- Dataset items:
________

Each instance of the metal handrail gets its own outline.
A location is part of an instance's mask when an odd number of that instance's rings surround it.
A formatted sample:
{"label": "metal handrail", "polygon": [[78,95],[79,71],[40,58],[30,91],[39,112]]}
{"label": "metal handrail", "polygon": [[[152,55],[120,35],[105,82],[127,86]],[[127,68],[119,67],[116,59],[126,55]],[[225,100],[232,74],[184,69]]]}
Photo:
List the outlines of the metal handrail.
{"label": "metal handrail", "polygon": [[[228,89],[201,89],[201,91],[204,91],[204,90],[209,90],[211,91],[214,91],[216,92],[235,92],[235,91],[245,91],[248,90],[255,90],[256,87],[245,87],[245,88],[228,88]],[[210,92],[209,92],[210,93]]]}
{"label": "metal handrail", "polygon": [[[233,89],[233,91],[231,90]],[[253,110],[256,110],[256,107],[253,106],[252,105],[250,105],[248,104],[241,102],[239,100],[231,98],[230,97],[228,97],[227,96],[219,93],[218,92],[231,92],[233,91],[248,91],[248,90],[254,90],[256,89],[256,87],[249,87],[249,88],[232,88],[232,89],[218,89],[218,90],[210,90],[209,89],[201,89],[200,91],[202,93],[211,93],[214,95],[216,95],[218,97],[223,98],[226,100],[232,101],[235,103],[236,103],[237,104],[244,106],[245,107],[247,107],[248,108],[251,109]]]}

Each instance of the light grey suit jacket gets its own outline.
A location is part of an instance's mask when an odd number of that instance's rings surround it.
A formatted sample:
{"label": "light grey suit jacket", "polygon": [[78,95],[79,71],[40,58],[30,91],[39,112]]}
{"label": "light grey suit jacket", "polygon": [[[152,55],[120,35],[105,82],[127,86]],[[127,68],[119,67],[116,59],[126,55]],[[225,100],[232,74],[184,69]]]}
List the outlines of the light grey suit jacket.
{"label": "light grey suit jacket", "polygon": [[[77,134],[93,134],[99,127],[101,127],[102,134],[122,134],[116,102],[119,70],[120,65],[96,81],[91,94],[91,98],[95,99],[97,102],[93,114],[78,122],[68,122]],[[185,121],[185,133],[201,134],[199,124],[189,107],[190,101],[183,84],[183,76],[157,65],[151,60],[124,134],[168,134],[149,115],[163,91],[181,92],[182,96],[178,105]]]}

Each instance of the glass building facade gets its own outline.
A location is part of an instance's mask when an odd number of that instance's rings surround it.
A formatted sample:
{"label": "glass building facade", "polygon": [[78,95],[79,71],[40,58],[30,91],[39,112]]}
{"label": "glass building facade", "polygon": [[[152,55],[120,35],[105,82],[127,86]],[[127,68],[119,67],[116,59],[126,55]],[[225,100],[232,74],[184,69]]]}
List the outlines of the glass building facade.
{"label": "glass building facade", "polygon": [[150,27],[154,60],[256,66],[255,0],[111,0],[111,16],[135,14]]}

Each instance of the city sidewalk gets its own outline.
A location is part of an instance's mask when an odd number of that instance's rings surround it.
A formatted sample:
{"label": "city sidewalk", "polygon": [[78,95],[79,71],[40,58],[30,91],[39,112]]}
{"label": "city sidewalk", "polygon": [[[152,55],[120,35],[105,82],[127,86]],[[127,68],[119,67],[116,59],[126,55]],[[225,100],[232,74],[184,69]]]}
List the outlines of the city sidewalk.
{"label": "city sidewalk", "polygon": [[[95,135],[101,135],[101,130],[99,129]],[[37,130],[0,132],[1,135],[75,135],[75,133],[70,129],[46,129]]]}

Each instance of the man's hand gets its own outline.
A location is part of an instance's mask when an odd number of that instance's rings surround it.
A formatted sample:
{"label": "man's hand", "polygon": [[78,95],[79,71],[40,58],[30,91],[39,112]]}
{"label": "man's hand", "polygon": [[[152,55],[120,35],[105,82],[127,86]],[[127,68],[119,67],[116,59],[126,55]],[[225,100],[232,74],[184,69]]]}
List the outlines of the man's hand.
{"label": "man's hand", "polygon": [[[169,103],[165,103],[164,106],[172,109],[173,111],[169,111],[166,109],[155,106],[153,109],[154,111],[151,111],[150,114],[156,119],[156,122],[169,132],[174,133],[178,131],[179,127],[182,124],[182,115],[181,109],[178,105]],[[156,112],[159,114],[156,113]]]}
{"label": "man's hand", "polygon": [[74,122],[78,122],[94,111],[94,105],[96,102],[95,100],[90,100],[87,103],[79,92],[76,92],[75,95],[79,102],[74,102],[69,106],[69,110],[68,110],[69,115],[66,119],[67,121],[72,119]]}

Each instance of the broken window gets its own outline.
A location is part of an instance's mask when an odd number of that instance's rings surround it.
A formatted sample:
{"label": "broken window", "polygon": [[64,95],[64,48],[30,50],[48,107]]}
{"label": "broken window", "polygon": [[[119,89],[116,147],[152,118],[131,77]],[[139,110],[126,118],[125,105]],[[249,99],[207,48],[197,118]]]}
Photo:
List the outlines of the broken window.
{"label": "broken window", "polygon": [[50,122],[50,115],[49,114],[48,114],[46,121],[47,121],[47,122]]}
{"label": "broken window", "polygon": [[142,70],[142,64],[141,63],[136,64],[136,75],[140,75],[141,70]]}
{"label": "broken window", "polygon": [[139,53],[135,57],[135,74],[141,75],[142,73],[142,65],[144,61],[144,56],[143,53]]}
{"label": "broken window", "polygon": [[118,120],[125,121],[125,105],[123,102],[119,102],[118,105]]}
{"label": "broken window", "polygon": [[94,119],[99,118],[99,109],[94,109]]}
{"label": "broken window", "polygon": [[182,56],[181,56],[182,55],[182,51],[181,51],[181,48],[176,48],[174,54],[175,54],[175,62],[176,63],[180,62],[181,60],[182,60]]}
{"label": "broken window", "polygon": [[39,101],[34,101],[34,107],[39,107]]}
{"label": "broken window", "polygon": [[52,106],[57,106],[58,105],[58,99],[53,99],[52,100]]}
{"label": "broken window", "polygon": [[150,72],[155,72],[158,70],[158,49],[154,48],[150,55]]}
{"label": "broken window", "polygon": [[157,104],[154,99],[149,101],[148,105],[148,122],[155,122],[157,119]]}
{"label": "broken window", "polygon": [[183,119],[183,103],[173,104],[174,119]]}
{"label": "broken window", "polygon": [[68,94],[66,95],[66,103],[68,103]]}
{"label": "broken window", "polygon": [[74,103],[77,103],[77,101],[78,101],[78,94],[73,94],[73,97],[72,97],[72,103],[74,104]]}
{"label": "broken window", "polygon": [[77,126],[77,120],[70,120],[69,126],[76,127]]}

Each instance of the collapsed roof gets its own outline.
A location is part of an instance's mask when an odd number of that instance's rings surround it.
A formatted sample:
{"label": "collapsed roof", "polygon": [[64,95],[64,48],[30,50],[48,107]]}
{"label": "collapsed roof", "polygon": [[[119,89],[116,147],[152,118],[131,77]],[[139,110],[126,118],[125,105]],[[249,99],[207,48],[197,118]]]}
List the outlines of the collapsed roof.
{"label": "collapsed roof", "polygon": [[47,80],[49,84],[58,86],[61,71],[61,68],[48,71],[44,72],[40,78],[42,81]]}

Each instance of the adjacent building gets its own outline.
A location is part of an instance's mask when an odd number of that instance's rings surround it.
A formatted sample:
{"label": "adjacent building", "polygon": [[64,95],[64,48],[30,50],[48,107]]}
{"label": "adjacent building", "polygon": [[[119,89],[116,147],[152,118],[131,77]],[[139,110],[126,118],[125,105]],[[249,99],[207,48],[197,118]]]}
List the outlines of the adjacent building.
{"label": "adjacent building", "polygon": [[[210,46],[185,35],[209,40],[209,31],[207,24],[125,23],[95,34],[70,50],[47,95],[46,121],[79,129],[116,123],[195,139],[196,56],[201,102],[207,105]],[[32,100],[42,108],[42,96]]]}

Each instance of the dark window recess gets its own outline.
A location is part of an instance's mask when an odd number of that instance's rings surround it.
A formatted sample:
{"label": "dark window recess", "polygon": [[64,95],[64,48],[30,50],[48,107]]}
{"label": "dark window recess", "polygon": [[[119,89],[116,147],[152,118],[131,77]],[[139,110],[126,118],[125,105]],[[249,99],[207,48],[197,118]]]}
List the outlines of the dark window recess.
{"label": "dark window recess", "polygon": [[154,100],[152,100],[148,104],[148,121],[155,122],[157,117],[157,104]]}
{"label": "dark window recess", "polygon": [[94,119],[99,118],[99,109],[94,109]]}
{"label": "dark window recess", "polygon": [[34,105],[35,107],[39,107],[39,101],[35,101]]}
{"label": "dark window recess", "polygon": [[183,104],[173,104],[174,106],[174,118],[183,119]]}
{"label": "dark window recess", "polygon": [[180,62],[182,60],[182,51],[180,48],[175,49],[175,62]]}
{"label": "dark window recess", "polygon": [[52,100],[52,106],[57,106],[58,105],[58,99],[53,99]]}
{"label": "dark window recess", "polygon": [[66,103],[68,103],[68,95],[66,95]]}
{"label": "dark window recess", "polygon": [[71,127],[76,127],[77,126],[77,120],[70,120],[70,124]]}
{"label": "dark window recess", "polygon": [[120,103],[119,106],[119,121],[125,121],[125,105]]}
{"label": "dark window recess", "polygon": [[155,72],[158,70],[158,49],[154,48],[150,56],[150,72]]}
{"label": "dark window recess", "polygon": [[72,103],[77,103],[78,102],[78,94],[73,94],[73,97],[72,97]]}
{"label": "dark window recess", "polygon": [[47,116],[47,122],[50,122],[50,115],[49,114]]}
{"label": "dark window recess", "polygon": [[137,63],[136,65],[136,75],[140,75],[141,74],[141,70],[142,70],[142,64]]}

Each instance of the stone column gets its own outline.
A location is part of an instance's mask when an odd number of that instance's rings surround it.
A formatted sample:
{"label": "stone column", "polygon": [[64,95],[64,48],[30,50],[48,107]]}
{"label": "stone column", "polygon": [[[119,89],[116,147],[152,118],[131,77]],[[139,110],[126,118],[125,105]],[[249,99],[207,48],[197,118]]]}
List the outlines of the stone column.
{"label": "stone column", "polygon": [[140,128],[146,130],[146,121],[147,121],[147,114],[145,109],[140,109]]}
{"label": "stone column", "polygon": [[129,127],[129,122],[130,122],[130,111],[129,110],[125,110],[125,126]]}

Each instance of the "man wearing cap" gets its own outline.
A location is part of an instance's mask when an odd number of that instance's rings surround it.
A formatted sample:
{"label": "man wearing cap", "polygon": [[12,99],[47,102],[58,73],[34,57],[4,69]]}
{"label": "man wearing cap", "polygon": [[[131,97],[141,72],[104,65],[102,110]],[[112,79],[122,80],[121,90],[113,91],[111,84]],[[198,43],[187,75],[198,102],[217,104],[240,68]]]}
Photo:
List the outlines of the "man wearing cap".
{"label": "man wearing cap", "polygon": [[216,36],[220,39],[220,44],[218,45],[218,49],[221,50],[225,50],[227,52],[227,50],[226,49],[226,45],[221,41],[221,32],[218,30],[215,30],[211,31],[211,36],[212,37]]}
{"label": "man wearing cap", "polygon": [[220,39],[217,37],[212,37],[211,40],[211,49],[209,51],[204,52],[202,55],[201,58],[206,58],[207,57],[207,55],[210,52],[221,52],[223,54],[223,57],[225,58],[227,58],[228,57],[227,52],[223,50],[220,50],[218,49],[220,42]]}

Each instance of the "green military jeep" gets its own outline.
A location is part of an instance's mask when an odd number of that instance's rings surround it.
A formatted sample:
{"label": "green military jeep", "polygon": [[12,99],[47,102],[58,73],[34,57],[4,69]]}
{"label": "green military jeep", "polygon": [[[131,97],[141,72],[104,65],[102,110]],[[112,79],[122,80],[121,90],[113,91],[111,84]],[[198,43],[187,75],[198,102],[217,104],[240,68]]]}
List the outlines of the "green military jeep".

________

- What is being asked: Copy the rows verbatim from the beginning of the dataset items up to and including the line containing "List the outlines of the metal handrail.".

- Task response:
Each instance of the metal handrail gets its own outline.
A location is part of an instance's mask when an odd number of that instance's rings surround it.
A formatted sample:
{"label": "metal handrail", "polygon": [[78,95],[79,71],[40,58],[30,91],[39,112]]}
{"label": "metal handrail", "polygon": [[[152,55],[120,35],[105,82],[127,86]],[[127,68],[119,67],[116,59],[126,55]],[[225,100],[232,74],[184,69]]]}
Photo:
List the outlines of the metal handrail.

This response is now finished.